Problem to solve
Copy the listing below word for word. Begin at the line that contains "[spot] the white accent" and stop after the last line of the listing.

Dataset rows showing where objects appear

----

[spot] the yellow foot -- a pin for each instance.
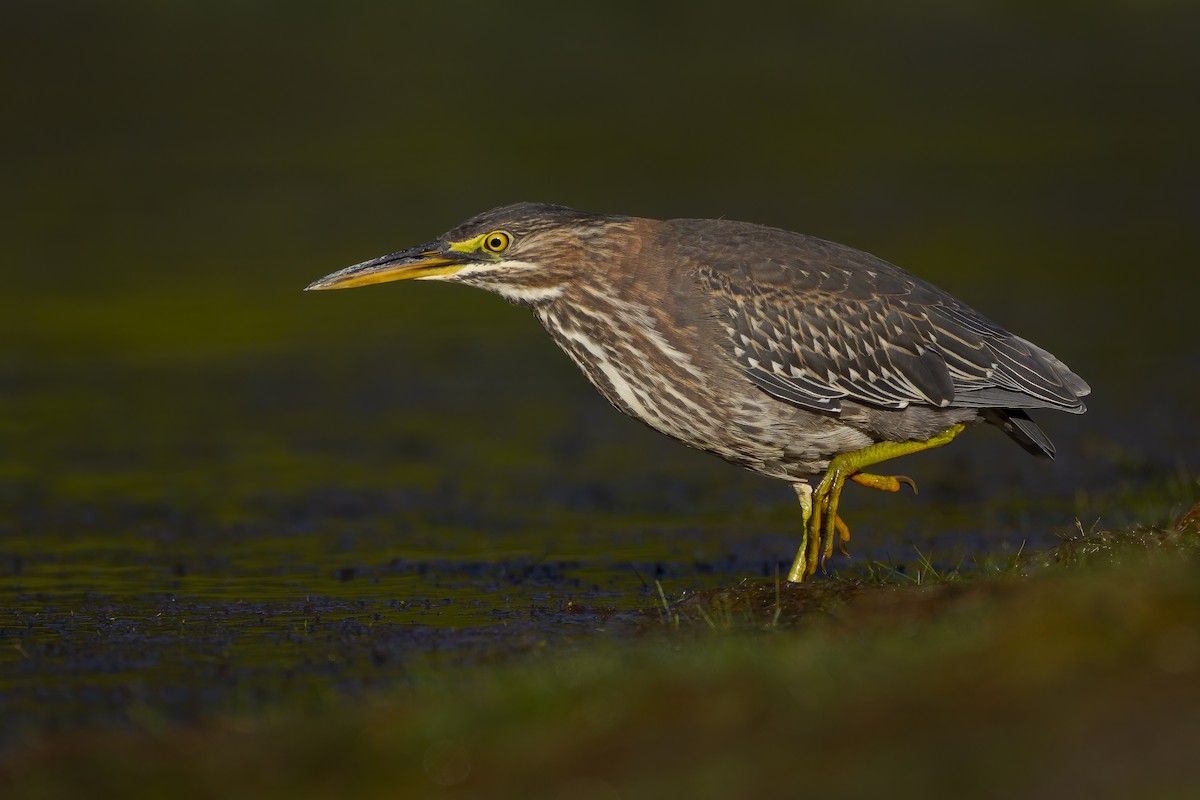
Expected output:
(822, 525)
(883, 482)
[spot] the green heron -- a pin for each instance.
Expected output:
(789, 355)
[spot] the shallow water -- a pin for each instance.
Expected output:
(217, 492)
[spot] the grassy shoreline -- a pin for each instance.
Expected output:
(1073, 669)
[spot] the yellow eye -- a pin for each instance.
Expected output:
(497, 241)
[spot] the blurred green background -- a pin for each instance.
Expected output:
(180, 420)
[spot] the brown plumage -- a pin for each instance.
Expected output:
(781, 353)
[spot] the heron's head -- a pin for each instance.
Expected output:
(526, 252)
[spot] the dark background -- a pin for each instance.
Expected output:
(174, 173)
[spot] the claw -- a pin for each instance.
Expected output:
(883, 482)
(822, 524)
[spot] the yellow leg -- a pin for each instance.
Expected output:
(822, 523)
(809, 551)
(804, 492)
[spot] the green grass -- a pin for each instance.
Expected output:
(1071, 672)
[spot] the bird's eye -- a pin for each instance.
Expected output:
(497, 241)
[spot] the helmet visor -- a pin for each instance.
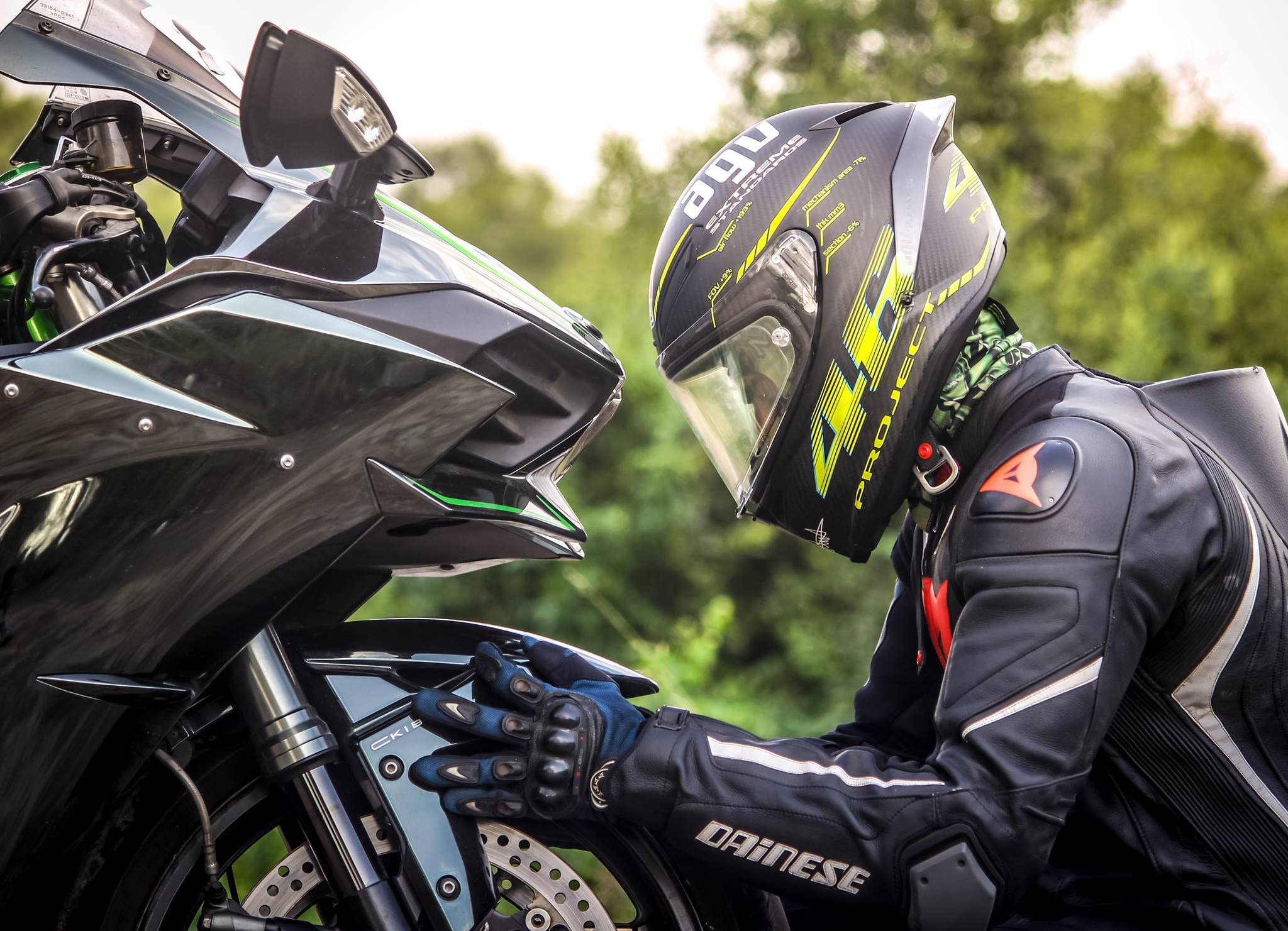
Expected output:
(738, 366)
(732, 397)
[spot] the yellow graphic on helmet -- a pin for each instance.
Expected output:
(870, 333)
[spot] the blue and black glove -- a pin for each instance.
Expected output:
(548, 752)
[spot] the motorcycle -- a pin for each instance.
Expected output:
(218, 444)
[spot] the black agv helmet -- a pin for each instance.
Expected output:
(808, 298)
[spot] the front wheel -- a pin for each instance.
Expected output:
(548, 877)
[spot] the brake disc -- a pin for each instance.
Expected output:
(540, 884)
(548, 893)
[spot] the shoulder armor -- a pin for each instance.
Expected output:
(1062, 485)
(1031, 482)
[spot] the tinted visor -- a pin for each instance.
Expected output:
(735, 371)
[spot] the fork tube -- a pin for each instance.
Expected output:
(294, 747)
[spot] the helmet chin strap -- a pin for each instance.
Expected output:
(936, 469)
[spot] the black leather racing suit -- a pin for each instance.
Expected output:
(1107, 746)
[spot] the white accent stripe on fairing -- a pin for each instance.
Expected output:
(1196, 693)
(1075, 680)
(768, 759)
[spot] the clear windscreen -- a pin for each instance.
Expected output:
(150, 31)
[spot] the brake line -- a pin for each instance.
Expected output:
(210, 862)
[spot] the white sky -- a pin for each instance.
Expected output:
(549, 79)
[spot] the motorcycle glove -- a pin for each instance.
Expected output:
(565, 727)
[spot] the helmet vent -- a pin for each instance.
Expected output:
(844, 118)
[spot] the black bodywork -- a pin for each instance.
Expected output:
(311, 401)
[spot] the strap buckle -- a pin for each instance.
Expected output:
(941, 459)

----

Output of the task
[spot] the white accent stripe on fairing -- a pin for each instance.
Expected output:
(1196, 693)
(1075, 680)
(768, 759)
[spot] the clear windscreen -- a pin for each instance.
Expected output:
(150, 31)
[spot] the brake line -- a pin for each instance.
Expected output:
(210, 862)
[spot] the white sky -- a pin for each instance.
Expected output:
(549, 79)
[spot] the motorcycle glove -- a pin for each instance.
Expected output:
(565, 727)
[spot] the helmet vent -- a pin for each instance.
Expected output:
(844, 118)
[spot] the black bodywork -- a pin for each instance.
Expected output:
(311, 401)
[spot] the strap buckle -- a pin for each instance.
Expected output:
(941, 459)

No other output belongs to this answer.